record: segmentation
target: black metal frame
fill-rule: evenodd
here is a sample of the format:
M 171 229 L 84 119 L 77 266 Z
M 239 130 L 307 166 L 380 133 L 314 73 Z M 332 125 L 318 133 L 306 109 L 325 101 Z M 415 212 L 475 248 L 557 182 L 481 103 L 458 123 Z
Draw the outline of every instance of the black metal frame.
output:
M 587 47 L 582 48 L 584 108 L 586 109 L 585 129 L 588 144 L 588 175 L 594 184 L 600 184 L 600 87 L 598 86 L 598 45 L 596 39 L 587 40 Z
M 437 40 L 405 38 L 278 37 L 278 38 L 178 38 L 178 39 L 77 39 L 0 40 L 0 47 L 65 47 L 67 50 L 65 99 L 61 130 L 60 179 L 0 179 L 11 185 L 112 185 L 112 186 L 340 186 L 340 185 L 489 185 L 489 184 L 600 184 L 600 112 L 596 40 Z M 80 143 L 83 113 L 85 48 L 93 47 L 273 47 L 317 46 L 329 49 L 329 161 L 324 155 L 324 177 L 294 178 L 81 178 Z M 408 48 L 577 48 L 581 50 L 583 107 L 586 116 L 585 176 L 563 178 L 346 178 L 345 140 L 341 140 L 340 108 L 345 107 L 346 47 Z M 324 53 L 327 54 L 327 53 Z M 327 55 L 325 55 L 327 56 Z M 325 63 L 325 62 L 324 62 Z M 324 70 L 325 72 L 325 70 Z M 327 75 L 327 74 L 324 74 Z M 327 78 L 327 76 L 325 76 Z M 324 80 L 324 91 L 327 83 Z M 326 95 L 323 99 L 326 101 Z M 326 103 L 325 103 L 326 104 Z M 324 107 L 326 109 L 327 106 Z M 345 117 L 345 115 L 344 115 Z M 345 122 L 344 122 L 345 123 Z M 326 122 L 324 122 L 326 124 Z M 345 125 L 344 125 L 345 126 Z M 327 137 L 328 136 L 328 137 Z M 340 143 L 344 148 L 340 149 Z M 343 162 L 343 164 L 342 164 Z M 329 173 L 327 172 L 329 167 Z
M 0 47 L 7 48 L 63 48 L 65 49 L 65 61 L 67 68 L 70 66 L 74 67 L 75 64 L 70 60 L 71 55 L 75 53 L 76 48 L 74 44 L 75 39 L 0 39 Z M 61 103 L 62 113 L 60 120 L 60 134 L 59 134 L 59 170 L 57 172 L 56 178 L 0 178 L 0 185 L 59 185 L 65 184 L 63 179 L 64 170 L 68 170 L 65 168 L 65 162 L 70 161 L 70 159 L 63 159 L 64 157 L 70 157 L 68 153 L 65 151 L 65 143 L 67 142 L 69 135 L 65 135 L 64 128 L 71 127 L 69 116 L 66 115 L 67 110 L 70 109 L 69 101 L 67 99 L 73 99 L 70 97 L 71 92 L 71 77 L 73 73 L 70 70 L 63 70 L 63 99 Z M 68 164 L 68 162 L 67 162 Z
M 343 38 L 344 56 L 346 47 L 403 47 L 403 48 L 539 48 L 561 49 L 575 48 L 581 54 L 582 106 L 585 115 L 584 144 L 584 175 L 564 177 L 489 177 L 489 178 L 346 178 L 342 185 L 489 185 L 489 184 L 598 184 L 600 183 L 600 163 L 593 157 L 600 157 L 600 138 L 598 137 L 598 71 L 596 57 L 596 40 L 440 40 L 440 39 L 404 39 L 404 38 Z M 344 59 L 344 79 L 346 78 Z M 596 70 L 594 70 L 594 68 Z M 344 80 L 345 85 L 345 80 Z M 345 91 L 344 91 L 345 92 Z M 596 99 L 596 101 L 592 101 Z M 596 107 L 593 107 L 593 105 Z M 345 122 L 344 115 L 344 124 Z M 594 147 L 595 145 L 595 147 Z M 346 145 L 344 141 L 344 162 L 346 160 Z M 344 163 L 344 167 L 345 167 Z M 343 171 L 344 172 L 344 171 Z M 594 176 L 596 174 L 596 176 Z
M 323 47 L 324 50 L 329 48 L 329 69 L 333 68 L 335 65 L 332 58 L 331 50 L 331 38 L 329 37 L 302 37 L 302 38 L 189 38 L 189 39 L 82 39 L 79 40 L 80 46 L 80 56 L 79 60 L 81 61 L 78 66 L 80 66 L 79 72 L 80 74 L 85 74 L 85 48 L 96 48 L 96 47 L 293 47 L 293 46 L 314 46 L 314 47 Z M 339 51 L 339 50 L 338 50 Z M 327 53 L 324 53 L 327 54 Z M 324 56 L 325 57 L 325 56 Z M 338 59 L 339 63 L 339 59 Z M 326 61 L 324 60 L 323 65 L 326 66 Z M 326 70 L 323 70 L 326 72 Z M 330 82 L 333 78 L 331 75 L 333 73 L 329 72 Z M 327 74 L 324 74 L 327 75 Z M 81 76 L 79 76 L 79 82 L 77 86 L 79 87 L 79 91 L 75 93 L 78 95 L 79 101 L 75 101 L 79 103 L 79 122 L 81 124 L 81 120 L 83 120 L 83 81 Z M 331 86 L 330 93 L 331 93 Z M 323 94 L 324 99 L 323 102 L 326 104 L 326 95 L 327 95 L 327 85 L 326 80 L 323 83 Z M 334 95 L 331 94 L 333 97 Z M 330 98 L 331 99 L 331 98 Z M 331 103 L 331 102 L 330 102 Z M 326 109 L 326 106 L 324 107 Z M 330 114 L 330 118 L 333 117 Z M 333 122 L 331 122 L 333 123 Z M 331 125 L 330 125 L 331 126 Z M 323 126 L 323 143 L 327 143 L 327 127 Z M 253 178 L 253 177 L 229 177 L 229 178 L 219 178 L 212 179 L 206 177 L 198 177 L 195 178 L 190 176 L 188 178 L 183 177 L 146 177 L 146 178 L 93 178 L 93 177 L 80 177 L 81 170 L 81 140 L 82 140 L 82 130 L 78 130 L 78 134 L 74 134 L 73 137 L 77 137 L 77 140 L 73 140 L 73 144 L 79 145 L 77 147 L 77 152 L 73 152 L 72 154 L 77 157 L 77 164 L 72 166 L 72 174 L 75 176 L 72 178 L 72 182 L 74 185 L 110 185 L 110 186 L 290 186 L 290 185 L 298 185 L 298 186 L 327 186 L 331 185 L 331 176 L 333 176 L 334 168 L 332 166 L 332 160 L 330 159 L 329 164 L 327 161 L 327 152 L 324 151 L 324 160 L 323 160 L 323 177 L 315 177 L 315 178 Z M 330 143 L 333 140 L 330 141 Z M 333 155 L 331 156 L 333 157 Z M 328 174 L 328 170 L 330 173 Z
========================================
Print the records above verbatim from their first line to the line containing "Draw the outline", both included, and stop there.

record: segmentation
target: black metal frame
fill-rule: evenodd
here is a sample of the format:
M 171 229 L 84 119 L 77 266 Z
M 239 130 L 307 166 L 380 133 L 314 73 Z M 332 125 L 318 133 L 306 109 L 325 101 Z M 415 212 L 475 248 L 557 182 L 481 103 L 458 123 Z
Draw the outline of every instance of the black metal frame.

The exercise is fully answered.